Short exercise: Reproduce each line of the listing below verbatim.

Given data:
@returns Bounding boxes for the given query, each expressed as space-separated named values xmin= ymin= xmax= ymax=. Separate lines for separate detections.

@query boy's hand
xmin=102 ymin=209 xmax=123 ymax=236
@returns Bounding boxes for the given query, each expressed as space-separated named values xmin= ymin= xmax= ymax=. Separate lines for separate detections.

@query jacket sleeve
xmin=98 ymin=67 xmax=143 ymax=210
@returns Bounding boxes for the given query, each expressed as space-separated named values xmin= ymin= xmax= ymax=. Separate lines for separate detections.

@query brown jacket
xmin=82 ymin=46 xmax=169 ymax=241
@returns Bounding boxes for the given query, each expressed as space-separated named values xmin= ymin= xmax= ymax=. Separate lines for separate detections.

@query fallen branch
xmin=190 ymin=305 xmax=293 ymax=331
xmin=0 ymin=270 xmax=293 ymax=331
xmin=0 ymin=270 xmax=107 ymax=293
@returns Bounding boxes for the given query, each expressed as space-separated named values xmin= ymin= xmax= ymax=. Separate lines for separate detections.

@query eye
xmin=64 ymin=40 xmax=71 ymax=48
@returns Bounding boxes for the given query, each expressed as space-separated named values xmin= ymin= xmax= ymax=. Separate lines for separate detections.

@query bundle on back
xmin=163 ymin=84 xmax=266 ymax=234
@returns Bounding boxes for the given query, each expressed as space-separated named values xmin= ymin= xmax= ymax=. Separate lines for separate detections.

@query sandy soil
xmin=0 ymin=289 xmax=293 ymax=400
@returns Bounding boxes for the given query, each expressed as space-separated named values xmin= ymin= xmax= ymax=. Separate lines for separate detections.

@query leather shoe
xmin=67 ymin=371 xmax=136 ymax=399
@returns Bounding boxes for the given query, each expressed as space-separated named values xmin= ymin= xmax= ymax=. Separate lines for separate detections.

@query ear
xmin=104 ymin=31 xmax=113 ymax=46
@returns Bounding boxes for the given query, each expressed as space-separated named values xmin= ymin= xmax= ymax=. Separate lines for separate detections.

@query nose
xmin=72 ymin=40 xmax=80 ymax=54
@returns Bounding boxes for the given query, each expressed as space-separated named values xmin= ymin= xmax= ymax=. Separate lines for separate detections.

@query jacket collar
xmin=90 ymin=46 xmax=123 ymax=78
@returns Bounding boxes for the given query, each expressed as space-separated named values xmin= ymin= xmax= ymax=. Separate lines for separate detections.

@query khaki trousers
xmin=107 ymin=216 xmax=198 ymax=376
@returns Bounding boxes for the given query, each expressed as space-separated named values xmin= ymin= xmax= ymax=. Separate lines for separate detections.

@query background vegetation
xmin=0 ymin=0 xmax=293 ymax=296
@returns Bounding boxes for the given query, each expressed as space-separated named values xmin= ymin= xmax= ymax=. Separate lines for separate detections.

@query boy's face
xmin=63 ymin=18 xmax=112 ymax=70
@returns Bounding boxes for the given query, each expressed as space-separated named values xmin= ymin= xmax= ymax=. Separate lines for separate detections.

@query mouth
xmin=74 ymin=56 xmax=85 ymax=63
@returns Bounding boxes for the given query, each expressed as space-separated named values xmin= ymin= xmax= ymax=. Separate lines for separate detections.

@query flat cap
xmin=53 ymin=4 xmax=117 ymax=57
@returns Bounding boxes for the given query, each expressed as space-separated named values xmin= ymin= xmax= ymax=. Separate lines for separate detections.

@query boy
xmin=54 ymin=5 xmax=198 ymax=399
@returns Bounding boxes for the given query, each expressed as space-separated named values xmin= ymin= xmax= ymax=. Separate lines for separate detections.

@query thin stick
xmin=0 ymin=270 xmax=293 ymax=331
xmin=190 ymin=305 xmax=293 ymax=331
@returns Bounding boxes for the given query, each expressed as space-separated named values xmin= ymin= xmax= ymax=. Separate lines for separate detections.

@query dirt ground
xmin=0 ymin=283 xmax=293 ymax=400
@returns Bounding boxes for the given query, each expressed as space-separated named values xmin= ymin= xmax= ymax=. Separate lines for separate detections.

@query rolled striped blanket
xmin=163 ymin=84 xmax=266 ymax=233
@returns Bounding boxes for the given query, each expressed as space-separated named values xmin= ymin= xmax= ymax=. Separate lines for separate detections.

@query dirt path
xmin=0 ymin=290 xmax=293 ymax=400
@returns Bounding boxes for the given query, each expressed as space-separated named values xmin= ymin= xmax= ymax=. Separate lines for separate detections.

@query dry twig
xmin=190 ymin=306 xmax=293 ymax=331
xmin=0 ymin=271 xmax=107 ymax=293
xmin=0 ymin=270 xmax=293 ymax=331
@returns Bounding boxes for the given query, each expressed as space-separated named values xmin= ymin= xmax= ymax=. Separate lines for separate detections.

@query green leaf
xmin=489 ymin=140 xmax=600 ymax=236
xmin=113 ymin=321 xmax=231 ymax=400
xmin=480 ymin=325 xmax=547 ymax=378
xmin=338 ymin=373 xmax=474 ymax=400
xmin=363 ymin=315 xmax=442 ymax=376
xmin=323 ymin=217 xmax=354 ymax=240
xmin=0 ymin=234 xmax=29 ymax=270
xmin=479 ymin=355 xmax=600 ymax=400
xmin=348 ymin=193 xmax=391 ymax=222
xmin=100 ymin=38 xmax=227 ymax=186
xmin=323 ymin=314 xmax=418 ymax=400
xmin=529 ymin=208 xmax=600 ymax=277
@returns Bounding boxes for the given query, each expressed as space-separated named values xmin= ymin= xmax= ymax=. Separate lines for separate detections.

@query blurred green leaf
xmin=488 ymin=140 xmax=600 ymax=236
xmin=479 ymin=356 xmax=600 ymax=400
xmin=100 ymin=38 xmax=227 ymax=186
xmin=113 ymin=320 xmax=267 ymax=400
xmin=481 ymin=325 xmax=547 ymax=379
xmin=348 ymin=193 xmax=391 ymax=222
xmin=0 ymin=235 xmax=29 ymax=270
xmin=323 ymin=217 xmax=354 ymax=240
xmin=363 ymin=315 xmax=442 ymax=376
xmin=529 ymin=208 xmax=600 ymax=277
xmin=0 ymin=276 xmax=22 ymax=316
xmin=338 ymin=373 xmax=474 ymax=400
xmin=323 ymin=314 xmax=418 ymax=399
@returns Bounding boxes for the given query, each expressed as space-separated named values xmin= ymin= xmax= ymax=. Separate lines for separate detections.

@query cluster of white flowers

Output for this exercise:
@returns Bounding boxes for the given query, each expressed as space-separated named values xmin= ymin= xmax= ymax=. Separate lines for separate detections.

@query boy's hand
xmin=102 ymin=209 xmax=123 ymax=236
@returns Bounding boxes for the given query, each expressed as space-separated named values xmin= ymin= xmax= ymax=. Separate lines for separate detections.

@query jacket sleeve
xmin=98 ymin=67 xmax=143 ymax=210
@returns Bounding boxes for the given query, each expressed as space-separated named values xmin= ymin= xmax= ymax=. Separate lines for separate detections.

@query brown jacket
xmin=82 ymin=46 xmax=169 ymax=241
@returns Bounding boxes for the given query, each expressed as space-separated named values xmin= ymin= xmax= ymax=. Separate lines for separate detections.

@query fallen branch
xmin=190 ymin=305 xmax=293 ymax=331
xmin=0 ymin=270 xmax=293 ymax=331
xmin=0 ymin=270 xmax=107 ymax=293
@returns Bounding boxes for the given query, each expressed as space-separated named values xmin= ymin= xmax= ymax=. Separate lines for separate detections.

@query eye
xmin=64 ymin=40 xmax=71 ymax=48
@returns Bounding boxes for the given query, each expressed as space-separated named values xmin= ymin= xmax= ymax=. Separate lines for separate detections.

@query bundle on back
xmin=163 ymin=84 xmax=266 ymax=234
@returns Bounding boxes for the given query, each expressed as space-separated named values xmin= ymin= xmax= ymax=. Separate lines for separate detections.

@query sandy soil
xmin=0 ymin=289 xmax=293 ymax=400
@returns Bounding boxes for the given query, each expressed as space-separated named values xmin= ymin= xmax= ymax=. Separate lines for separate detections.

@query leather shoe
xmin=67 ymin=371 xmax=136 ymax=399
@returns Bounding boxes for the given query, each expressed as space-separated named values xmin= ymin= xmax= ymax=. Separate lines for separate detections.

@query ear
xmin=104 ymin=31 xmax=113 ymax=46
@returns Bounding boxes for the given query, each expressed as space-separated named values xmin= ymin= xmax= ymax=. Separate lines for separate detections.

@query nose
xmin=72 ymin=40 xmax=80 ymax=54
@returns Bounding boxes for the given query, each expressed as space-separated named values xmin= ymin= xmax= ymax=. Separate lines for separate detections.

@query jacket collar
xmin=90 ymin=46 xmax=123 ymax=78
@returns Bounding boxes for the given query, each expressed as space-separated named values xmin= ymin= xmax= ymax=. Separate lines for separate detections.

@query khaki trousers
xmin=107 ymin=216 xmax=198 ymax=376
@returns Bounding boxes for the given query, each expressed as space-separated named values xmin= ymin= xmax= ymax=. Separate lines for separate detections.

@query background vegetation
xmin=0 ymin=0 xmax=293 ymax=296
@returns Bounding boxes for the given query, each expressed as space-separated named values xmin= ymin= xmax= ymax=. Separate lines for separate detections.

@query boy's face
xmin=63 ymin=18 xmax=112 ymax=70
@returns Bounding boxes for the given query, each expressed as space-separated named values xmin= ymin= xmax= ymax=. Separate lines for separate detections.

@query mouth
xmin=74 ymin=56 xmax=85 ymax=63
@returns Bounding boxes for the given query, each expressed as space-separated named values xmin= ymin= xmax= ymax=. Separate lines for separate detections.

@query flat cap
xmin=53 ymin=4 xmax=117 ymax=57
@returns Bounding boxes for the given query, each expressed as space-separated named values xmin= ymin= xmax= ymax=. Separate lines for separate detections.

@query boy
xmin=54 ymin=5 xmax=198 ymax=399
@returns Bounding boxes for the given query, each expressed as space-separated named values xmin= ymin= xmax= ymax=. Separate lines for separate detections.

@query thin stick
xmin=0 ymin=270 xmax=293 ymax=331
xmin=190 ymin=305 xmax=293 ymax=331
@returns Bounding boxes for the given query, each expressed as space-separated named values xmin= ymin= xmax= ymax=. Separate lines for separate detections.

@query dirt ground
xmin=0 ymin=283 xmax=293 ymax=400
@returns Bounding boxes for the given query, each expressed as space-separated named values xmin= ymin= xmax= ymax=. Separate lines for separate detections.

@query rolled striped blanket
xmin=163 ymin=84 xmax=266 ymax=233
@returns Bounding boxes for the given query, each expressed as space-separated named values xmin= ymin= xmax= ymax=. Separate lines for separate detections.

@query dirt path
xmin=0 ymin=290 xmax=293 ymax=400
@returns Bounding boxes for the given query, each expressed as space-separated named values xmin= ymin= xmax= ymax=. Separate lines for separate detections.

@query dry twig
xmin=190 ymin=306 xmax=293 ymax=331
xmin=0 ymin=271 xmax=107 ymax=293
xmin=0 ymin=270 xmax=293 ymax=331
@returns Bounding boxes for the given query, each expressed as space-separated named values xmin= ymin= xmax= ymax=. Separate lines for separate detections.

@query green leaf
xmin=489 ymin=140 xmax=600 ymax=236
xmin=113 ymin=321 xmax=231 ymax=400
xmin=480 ymin=325 xmax=547 ymax=378
xmin=338 ymin=373 xmax=474 ymax=400
xmin=363 ymin=315 xmax=442 ymax=376
xmin=323 ymin=217 xmax=354 ymax=240
xmin=0 ymin=234 xmax=29 ymax=270
xmin=479 ymin=355 xmax=600 ymax=400
xmin=348 ymin=193 xmax=391 ymax=222
xmin=100 ymin=38 xmax=227 ymax=186
xmin=323 ymin=314 xmax=418 ymax=400
xmin=529 ymin=208 xmax=600 ymax=277
@returns Bounding boxes for the given query, each expressed as space-separated named values xmin= ymin= xmax= ymax=. Separate lines for separate detections.

@query blurred green leaf
xmin=488 ymin=140 xmax=600 ymax=236
xmin=479 ymin=356 xmax=600 ymax=400
xmin=100 ymin=38 xmax=227 ymax=186
xmin=113 ymin=320 xmax=267 ymax=400
xmin=481 ymin=325 xmax=547 ymax=379
xmin=348 ymin=193 xmax=391 ymax=222
xmin=0 ymin=235 xmax=29 ymax=270
xmin=323 ymin=217 xmax=354 ymax=240
xmin=363 ymin=315 xmax=442 ymax=376
xmin=529 ymin=208 xmax=600 ymax=277
xmin=0 ymin=276 xmax=22 ymax=316
xmin=338 ymin=373 xmax=474 ymax=400
xmin=323 ymin=314 xmax=418 ymax=399
@returns Bounding boxes for the given query, each expressed as space-separated named values xmin= ymin= xmax= ymax=. Separate lines for separate detections.

@query cluster of white flowers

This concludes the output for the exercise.